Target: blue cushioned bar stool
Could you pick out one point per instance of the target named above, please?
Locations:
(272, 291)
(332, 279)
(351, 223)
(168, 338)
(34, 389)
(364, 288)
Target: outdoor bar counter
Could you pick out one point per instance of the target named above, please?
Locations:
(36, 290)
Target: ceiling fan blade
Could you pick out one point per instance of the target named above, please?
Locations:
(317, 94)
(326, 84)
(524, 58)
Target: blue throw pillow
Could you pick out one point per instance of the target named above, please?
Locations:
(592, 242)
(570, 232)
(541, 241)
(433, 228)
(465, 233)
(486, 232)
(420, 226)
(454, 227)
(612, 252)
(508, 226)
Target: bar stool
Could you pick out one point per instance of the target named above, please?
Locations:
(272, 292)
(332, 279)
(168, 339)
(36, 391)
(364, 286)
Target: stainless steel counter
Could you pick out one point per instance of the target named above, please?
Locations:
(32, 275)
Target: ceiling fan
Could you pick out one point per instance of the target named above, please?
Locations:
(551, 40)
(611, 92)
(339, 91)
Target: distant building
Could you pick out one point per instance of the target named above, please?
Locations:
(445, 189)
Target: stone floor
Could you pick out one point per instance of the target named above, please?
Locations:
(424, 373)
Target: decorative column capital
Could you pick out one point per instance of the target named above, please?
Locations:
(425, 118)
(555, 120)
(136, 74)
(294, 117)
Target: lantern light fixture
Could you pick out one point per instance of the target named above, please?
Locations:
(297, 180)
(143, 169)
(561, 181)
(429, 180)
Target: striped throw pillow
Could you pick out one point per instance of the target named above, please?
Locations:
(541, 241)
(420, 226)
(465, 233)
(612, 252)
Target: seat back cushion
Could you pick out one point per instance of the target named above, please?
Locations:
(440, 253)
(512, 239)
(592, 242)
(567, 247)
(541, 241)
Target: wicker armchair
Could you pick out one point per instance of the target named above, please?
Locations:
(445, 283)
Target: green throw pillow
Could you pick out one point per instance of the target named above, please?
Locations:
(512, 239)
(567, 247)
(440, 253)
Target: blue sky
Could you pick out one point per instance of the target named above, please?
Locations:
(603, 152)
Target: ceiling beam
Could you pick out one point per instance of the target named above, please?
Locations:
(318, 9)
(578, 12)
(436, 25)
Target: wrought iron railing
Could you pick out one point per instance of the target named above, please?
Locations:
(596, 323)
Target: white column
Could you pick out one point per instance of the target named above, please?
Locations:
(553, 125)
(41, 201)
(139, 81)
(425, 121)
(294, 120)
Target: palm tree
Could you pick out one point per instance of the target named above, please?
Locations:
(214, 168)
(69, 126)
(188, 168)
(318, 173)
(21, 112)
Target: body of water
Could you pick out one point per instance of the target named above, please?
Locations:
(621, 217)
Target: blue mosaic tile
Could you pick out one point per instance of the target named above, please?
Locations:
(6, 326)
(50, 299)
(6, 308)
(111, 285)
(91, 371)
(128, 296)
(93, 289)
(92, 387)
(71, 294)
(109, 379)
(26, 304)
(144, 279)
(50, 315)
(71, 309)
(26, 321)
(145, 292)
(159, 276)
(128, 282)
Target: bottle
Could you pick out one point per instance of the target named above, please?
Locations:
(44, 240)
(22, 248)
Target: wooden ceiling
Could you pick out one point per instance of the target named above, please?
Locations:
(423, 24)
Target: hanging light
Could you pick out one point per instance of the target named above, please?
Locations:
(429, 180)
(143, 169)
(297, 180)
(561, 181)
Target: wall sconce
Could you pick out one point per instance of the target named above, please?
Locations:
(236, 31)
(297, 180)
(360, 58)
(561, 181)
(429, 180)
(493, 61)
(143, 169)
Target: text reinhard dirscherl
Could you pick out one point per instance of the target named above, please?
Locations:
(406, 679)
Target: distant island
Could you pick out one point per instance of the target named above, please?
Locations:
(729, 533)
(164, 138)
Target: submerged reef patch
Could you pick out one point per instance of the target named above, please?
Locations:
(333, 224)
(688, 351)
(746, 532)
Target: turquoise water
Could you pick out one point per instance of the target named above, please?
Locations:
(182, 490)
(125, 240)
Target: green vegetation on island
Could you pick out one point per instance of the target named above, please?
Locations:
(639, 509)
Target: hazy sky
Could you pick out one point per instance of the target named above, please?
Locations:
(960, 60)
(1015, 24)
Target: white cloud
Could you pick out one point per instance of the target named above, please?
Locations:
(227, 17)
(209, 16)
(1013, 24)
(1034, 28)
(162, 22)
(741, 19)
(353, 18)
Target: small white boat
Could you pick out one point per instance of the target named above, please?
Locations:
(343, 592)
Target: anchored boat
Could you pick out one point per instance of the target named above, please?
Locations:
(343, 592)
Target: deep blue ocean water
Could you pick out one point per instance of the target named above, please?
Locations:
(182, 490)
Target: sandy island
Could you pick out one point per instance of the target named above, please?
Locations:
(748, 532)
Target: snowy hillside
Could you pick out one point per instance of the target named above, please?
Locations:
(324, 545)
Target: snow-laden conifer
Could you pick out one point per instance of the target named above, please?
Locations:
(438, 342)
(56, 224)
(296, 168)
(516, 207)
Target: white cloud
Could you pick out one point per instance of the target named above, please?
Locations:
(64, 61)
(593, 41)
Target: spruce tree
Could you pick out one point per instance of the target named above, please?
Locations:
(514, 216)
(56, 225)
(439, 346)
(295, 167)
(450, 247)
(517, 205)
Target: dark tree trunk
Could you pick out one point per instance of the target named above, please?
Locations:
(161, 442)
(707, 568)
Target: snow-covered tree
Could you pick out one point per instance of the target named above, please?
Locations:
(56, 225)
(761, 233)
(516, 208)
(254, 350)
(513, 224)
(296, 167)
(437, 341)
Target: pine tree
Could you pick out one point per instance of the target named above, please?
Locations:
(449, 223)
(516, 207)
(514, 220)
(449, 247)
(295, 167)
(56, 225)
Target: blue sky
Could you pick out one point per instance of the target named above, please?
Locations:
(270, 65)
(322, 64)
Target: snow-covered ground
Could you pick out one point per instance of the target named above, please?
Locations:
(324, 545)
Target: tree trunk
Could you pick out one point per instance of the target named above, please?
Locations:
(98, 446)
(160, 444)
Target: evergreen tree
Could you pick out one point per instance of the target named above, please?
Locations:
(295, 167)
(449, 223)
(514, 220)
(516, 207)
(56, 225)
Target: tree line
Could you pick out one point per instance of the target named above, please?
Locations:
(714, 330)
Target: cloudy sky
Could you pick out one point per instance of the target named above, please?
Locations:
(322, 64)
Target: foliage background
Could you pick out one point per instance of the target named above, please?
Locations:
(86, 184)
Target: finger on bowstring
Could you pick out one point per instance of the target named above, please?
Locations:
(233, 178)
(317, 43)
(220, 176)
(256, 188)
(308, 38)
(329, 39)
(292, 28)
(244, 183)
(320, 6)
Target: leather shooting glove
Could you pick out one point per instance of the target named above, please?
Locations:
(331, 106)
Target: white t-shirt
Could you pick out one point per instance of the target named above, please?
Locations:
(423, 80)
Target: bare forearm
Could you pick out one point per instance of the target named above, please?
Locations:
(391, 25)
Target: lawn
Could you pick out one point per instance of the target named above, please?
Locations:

» What is needed: Go through the listing and print each line exactly as it appears.

» Right answer:
Target: blue cushioned bar stool
Could you pick out one point per instance of the target named above, please?
Locations:
(272, 291)
(332, 279)
(351, 223)
(168, 338)
(34, 389)
(364, 288)
Target: outdoor bar counter
Could you pick out one point per instance of the target named above, please?
Locations:
(36, 290)
Target: ceiling fan blade
Could you pick out one point per instance of the target named above, please?
Locations:
(317, 94)
(326, 84)
(524, 58)
Target: blue throw pillow
Could you pick out one point per instance of the target named above, please?
Locations:
(592, 242)
(570, 232)
(541, 241)
(433, 228)
(465, 233)
(486, 232)
(420, 226)
(454, 227)
(612, 252)
(508, 226)
Target: bar stool
Could you pick out one point per instance of the target named above, please?
Locations:
(272, 292)
(332, 279)
(168, 339)
(36, 391)
(364, 286)
Target: stainless steel counter
Could you pick out one point per instance of the target named above, please?
Locations:
(32, 275)
Target: ceiling fan
Could you pick out one point per instance of the target named above, please?
Locations:
(551, 40)
(611, 92)
(339, 91)
Target: distant building
Could you pick out one point per instance of the target named above, please?
Locations:
(445, 189)
Target: stone floor
Could you pick out one point per instance of the target named above, please?
Locations:
(424, 373)
Target: decorative column capital
Could you pick out one point per instance of the target named above, please?
Locations:
(425, 118)
(555, 120)
(136, 74)
(294, 117)
Target: lantern light fixture
Could you pick out one point per instance of the target named above, please?
Locations:
(297, 180)
(143, 169)
(561, 181)
(429, 180)
Target: striped throw pillow
Could you pick out one point per instance of the target named above, please?
Locations:
(541, 241)
(420, 226)
(465, 233)
(612, 252)
Target: seat back cushion
Could you pick out one point per instance of the target named above, please?
Locations:
(440, 253)
(512, 239)
(592, 242)
(567, 247)
(541, 241)
Target: wicker armchair
Could you pick out one point per instance of the target named above, please?
Locations:
(445, 283)
Target: green throw pillow
Could you pick out one point per instance of the target named above, please?
Locations:
(512, 239)
(567, 247)
(440, 253)
Target: blue sky
Could you pick out one point per instance of the target named above, please?
Locations:
(603, 152)
Target: ceiling beam
Could you pick out one point per instance of the target named above, please?
Locations:
(318, 9)
(578, 12)
(436, 25)
Target: wrought iron railing
Could you pick out one point per instance of the target named above, please?
Locations:
(596, 323)
Target: white column
Could you pick out one point per instance of the target named above, please?
Locations:
(553, 125)
(41, 201)
(139, 81)
(425, 121)
(294, 120)
Target: palm tree
Could you pick out one point per instance of the target named above, please?
Locations:
(214, 168)
(69, 126)
(188, 168)
(318, 173)
(21, 112)
Target: body of water
Could you pick out one point per instance of the target named above, please?
Locations:
(621, 217)
Target: blue mosaic tile
Could you pick out one point per instance of the target named above, please?
Locations:
(6, 326)
(50, 299)
(6, 308)
(111, 285)
(91, 371)
(128, 296)
(93, 289)
(92, 387)
(71, 294)
(109, 379)
(26, 304)
(144, 279)
(50, 315)
(71, 309)
(26, 321)
(145, 292)
(159, 276)
(128, 282)
Target: bottle
Could you pick out one point per instance of the target named above, please?
Locations:
(44, 240)
(22, 248)
Target: wooden ceiling
Could you pick out one point per instance of the target named above, please?
Locations:
(423, 24)
Target: hanging light
Could you pick out one point per instance of the target named above, please?
Locations:
(429, 180)
(143, 169)
(297, 180)
(561, 181)
Target: wall sconce
Could you pick out one point per instance of the target named above, please?
Locations:
(236, 31)
(297, 180)
(360, 58)
(561, 181)
(429, 180)
(493, 61)
(143, 169)
Target: text reinhard dirscherl
Could you pick out one point per instance of the target named above, please?
Locations:
(406, 679)
Target: distant island
Could you pick out one point per instance of the target named above, please?
Locations:
(729, 533)
(164, 138)
Target: submerged reef patch
Could you pick out one point per instance of the target named above, please?
Locations:
(333, 224)
(688, 351)
(746, 532)
Target: turquoise water
Could you pick out one point per instance of the target named above, please?
Locations:
(182, 490)
(125, 240)
Target: green vegetation on island
Could you pick out one point per instance of the target named above, please?
Locations:
(639, 509)
Target: hazy sky
Could you pick out one point per instance of the target named above, please?
Locations:
(960, 60)
(1015, 24)
Target: white cloud
Could you pick out one point per instance of the target named above, please?
Locations:
(227, 17)
(209, 16)
(1013, 24)
(1034, 28)
(162, 22)
(741, 19)
(353, 18)
Target: small white boat
Could you pick out one point per instance of the target named above, please?
Locations:
(343, 592)
Target: anchored boat
Could you pick out one point per instance of the target named above, please?
Locations:
(343, 592)
Target: deep blue ocean water
Could you pick out one point per instance of the target named above, please?
Locations:
(182, 490)
Target: sandy island
Could you pick out one point per instance of the target named above, please?
Locations:
(748, 532)
Target: snowy hillside
Could you pick out one point per instance of the target named above, please?
Locations:
(324, 545)
Target: snow-laden conifer
Could you pick out one point per instance of the target named above, please?
Locations:
(438, 342)
(56, 224)
(296, 168)
(516, 207)
Target: white cloud
Could you pick out one point per instance of the target named above, please?
Locations:
(64, 61)
(593, 41)
Target: spruce tree
Could you pick out one point per instance of the target named above, please?
Locations:
(514, 216)
(56, 225)
(439, 346)
(295, 167)
(450, 247)
(517, 205)
Target: dark tree trunk
Could you pick out one point per instance of the target named above, please?
Locations:
(161, 442)
(707, 568)
Target: snow-covered tree
Could you pick out one point per instance of the target named above, please?
Locations:
(56, 225)
(761, 233)
(516, 208)
(254, 350)
(513, 224)
(296, 167)
(437, 341)
Target: pine tree
Could you pick out one point per instance of the target named above, please?
Locations:
(449, 223)
(516, 207)
(514, 220)
(449, 247)
(295, 167)
(56, 225)
Target: blue sky
Could you pick out one point per instance of the target named above, please?
Locations:
(270, 65)
(322, 64)
Target: snow-covered ground
Could you pick out one point per instance of the target named above, please?
Locations:
(324, 545)
Target: tree trunk
Could you pick out one point per instance of the target named above, please?
Locations:
(98, 446)
(160, 444)
Target: evergreen tree
Could you pick out one point per instance of the target named above, please?
Locations:
(295, 167)
(449, 223)
(514, 220)
(516, 207)
(56, 225)
Target: tree line
Could you pick out one point per instance of the target named above, please?
Locations:
(714, 330)
Target: cloudy sky
Could you pick out one point per instance of the target named above, please?
Locations:
(322, 64)
Target: foliage background
Could you pick out one point per instance of the target named above, please?
Locations:
(86, 184)
Target: finger on bowstring
Could you pick out one point per instance of the target named above, please?
Locations:
(233, 178)
(317, 43)
(220, 176)
(256, 188)
(308, 38)
(329, 39)
(292, 28)
(244, 183)
(320, 6)
Target: leather shooting glove
Could you pick out one point per instance of the target named above, please?
Locations:
(331, 106)
Target: white t-shirt
Could you pick out one point per instance of the target named above, please?
Locations:
(423, 80)
Target: bare forearm
Could you pick out one point per instance of the target named above, please?
Locations:
(391, 25)
Target: lawn
Could you pick out one point per instance of the target named above, please?
Locations:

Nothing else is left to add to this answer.